PAGE EXCERPT
══════════════════════════════

In [1]:
%load_ext autoreload
%autoreload 2

In [2]:
import glob
import random

In [3]:
from annotation_formatter import AnnotationFormatter

In [4]:
# http://code.activestate.com/recipes/303060-group-a-list-into-sequential-n-tuples/
def group(lst, n):
    """group([0,3,4,10,2,3], 2) => [(0,3), (4,10), (2,3)]
    
    Group a list into consecutive n-tuples. Incomplete tuples are
    discarded e.g.
    
    >>> group(range(10), 3)
    [(0, 1, 2), (3, 4, 5), (6, 7, 8)]
    """
    return zip(*[lst[i::n] for i in range(n)]) 

In [5]:
# each file corresponds to an image
annotation_files = sorted(glob.glob("data/train/labels/*"))
annotation_files_as_pairs = list(group(annotation_files, 2))
random.Random(4).shuffle(annotation_files_as_pairs)
index = int(0.8*len(annotation_files_as_pairs))
# now create the lists
train_files = []
val_files = []
for (pre, post) in annotation_files_as_pairs[0:index]:
    train_files.append(pre)
    train_files.append(post)
for (pre, post) in annotation_files_as_pairs[index:]:
    val_files.append(pre)
    val_files.append(post)

In [6]:
print("Num train files: {}\nNum val files: {}".format(len(train_files), len(val_files)))

Num train files: 4478
Num val files: 1120


In [7]:
# create train and validation datasets for instance segmentation
train_annotation_formatter = AnnotationFormatter(instance_segmentation=True)
for filename in train_files:
    train_annotation_formatter.add_image_from_filename(filename)
train_annotation_formatter.write_to_json("xview_instance_segmentation_dataset_train.json")

val_annotation_formatter = AnnotationFormatter(instance_segmentation=True)
for filename in val_files:
    val_annotation_formatter.add_image_from_filename(filename)
val_annotation_formatter.write_to_json("xview_instance_segmentation_dataset_val.json")

In [8]:
# the same but for semantic segmentation
train_annotation_formatter = AnnotationFormatter(instance_segmentation=False)
for filename in train_files:
    train_annotation_formatter.add_image_from_filename(filename)
train_annotation_formatter.write_to_json("xview_semantic_segmentation_dataset_train.json")

val_annotation_formatter = AnnotationFormatter(instance_segmentation=False)
for filename in val_files:
    val_annotation_formatter.add_image_from_filename(filename)
val_annotation_formatter.write_to_json("xview_semantic_segmentation_dataset_val.json")

══════════════════════════════

[Dataset excerpt]
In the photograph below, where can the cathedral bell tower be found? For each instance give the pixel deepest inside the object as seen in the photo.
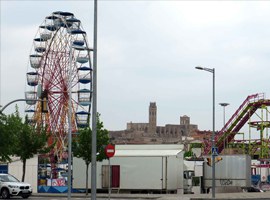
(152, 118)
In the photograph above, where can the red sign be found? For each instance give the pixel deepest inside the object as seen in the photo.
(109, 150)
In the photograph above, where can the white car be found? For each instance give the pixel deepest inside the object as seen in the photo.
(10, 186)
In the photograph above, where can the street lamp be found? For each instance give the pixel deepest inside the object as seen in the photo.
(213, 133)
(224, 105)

══════════════════════════════

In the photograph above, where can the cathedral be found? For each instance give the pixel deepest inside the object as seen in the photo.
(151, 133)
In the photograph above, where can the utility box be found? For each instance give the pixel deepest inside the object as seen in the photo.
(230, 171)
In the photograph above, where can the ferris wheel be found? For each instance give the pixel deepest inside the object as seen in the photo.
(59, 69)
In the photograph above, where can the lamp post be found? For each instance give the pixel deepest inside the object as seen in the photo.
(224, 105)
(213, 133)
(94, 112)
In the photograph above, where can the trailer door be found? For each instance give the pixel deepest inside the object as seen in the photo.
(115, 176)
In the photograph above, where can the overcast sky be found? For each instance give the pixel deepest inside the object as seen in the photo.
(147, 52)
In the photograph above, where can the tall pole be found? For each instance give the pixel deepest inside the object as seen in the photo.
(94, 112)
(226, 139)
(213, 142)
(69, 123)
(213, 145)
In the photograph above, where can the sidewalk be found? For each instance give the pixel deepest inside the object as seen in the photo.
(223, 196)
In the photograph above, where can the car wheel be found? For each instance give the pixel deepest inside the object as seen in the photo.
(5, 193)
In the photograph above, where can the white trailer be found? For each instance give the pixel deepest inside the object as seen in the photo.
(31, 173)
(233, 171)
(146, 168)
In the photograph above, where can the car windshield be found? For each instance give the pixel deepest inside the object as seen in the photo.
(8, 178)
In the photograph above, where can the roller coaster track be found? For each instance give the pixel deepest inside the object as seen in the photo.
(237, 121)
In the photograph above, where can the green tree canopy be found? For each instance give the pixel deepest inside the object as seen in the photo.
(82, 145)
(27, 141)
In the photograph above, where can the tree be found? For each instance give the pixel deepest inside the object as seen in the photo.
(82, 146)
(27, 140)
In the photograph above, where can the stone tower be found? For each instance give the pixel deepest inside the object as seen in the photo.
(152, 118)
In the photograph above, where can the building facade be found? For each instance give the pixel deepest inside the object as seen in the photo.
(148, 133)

══════════════════════════════

WORK INSTRUCTIONS
1. Could you reproduce the notebook from "random.Random(4).shuffle(annotation_files_as_pairs)" to "val_files.append(post)", switching every "index" to "split_point"?
2. How many lines of the records contain the string "cathedral", counting only matches in exactly that case? Reply with the number alone.
The notebook and the records have no connection to each other.

LIST OF SOLUTIONS
1.
random.Random(4).shuffle(annotation_files_as_pairs)
split_point = int(0.8*len(annotation_files_as_pairs))
# now create the lists
train_files = []
val_files = []
for (pre, post) in annotation_files_as_pairs[0:split_point]:
    train_files.append(pre)
    train_files.append(post)
for (pre, post) in annotation_files_as_pairs[split_point:]:
    val_files.append(pre)
    val_files.append(post)

2. 2